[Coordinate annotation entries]
※

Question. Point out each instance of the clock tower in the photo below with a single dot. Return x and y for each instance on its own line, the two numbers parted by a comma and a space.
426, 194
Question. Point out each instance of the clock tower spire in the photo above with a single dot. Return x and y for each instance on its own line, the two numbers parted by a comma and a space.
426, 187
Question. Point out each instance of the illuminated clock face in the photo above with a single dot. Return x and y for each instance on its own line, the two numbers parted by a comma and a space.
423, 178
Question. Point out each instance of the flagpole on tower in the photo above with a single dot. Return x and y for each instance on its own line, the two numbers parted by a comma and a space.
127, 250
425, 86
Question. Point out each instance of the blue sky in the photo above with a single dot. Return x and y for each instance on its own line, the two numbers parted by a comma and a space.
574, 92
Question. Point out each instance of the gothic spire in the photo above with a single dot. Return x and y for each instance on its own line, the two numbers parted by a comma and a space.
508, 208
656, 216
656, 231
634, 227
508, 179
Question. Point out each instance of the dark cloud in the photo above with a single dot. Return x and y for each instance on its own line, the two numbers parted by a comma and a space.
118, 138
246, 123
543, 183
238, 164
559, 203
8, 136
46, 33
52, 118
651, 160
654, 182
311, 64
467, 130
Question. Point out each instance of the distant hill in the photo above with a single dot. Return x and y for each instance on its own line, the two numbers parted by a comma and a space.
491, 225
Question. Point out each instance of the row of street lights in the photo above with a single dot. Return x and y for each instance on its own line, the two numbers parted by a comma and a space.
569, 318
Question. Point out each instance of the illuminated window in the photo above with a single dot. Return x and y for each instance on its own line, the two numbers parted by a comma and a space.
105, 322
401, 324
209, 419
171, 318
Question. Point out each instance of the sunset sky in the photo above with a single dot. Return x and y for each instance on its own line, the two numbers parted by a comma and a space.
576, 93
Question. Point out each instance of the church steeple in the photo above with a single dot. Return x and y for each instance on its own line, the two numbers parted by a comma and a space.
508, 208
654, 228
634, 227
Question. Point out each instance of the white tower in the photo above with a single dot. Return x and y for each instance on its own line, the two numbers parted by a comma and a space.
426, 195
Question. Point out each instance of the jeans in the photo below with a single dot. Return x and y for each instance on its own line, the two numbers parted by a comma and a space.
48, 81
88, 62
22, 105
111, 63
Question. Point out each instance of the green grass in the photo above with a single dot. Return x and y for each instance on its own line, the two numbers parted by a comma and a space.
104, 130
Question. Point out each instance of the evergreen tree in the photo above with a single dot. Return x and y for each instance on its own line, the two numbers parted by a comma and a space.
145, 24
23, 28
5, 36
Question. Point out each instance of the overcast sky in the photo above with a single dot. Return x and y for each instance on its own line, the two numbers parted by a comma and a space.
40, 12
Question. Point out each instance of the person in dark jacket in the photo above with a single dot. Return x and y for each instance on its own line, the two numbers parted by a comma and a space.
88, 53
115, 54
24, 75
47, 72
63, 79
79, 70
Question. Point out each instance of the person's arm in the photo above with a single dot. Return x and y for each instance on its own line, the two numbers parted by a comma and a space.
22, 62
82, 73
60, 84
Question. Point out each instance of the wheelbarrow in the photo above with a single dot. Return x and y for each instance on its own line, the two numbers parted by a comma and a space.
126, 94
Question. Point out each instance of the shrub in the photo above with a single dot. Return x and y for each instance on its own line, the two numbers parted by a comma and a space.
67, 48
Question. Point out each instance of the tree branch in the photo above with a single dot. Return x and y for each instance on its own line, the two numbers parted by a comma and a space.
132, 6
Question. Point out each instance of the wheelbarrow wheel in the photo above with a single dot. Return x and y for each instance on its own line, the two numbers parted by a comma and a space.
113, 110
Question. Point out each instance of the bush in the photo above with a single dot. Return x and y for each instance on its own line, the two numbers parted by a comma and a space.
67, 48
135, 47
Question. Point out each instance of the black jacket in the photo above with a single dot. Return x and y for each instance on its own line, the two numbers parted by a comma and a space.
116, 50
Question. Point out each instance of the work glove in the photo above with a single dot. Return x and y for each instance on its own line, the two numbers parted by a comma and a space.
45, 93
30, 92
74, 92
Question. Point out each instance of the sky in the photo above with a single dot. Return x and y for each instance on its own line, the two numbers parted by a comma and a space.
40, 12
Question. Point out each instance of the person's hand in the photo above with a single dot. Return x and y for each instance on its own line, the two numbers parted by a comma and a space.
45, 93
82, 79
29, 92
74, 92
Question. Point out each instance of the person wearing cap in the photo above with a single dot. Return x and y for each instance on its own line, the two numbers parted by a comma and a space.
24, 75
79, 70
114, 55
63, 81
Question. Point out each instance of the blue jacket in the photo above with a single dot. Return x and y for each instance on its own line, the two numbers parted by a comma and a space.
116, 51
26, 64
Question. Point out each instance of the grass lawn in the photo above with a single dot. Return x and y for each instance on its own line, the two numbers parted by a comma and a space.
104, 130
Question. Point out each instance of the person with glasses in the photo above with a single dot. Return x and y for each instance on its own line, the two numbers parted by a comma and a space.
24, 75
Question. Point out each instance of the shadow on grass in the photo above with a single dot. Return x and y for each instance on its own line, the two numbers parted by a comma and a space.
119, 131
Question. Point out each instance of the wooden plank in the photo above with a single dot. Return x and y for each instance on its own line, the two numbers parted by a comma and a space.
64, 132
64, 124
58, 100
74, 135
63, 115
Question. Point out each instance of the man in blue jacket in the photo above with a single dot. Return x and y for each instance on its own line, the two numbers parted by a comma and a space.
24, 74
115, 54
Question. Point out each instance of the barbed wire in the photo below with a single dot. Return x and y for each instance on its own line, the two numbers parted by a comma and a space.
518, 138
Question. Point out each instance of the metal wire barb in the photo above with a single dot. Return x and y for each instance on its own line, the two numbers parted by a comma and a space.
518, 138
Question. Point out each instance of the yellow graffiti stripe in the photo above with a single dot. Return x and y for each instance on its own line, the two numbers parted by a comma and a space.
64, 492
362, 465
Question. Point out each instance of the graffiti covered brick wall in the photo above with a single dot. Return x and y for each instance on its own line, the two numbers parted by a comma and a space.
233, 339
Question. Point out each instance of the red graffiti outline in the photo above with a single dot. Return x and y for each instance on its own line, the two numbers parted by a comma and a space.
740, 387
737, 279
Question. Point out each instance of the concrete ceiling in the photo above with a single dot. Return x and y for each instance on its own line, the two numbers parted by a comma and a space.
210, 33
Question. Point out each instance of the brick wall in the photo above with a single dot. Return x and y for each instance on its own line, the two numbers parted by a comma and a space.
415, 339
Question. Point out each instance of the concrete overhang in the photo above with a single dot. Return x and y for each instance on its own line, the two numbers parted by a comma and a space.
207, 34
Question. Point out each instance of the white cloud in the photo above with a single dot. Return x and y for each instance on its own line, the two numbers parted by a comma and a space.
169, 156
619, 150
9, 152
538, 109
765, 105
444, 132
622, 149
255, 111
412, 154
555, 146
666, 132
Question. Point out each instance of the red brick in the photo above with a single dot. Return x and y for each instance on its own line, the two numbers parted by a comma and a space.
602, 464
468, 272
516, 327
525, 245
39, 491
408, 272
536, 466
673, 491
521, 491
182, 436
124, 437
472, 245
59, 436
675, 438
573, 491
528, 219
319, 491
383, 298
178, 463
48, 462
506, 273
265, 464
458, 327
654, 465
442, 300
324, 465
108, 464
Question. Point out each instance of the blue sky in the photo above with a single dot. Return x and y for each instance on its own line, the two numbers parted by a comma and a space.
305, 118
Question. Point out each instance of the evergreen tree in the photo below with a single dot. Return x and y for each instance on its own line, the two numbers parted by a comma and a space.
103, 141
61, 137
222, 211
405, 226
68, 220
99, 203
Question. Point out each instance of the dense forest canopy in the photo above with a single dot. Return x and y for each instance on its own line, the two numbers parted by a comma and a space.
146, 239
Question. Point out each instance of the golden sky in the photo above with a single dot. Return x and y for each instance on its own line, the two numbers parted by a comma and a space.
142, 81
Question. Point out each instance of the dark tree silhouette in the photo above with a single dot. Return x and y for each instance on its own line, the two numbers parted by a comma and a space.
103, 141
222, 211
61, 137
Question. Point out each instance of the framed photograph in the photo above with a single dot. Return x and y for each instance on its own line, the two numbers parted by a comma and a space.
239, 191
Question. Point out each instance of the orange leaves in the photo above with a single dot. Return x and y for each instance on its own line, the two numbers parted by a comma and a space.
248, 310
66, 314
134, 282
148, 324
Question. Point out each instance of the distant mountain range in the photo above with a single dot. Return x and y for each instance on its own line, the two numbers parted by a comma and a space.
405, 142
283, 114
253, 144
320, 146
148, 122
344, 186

※

Directive: All lines from the one containing "Question. Point out each instance of the orange" through the final line of the listing above are to be reproduced exactly; include both and add nothing.

Reply to the task:
Question. Point out each instance of the orange leaves in the photo above with a single dot. Return x and y for each instance on its own line, the two numbers parted by a comma and a space.
248, 310
66, 314
134, 282
148, 324
Question. Point out each instance of the distant mountain range in the photo above with a single dot. Return x and y for each instance on its own line, the two numbers parted by a comma and a space.
405, 142
283, 114
253, 144
320, 146
148, 122
344, 186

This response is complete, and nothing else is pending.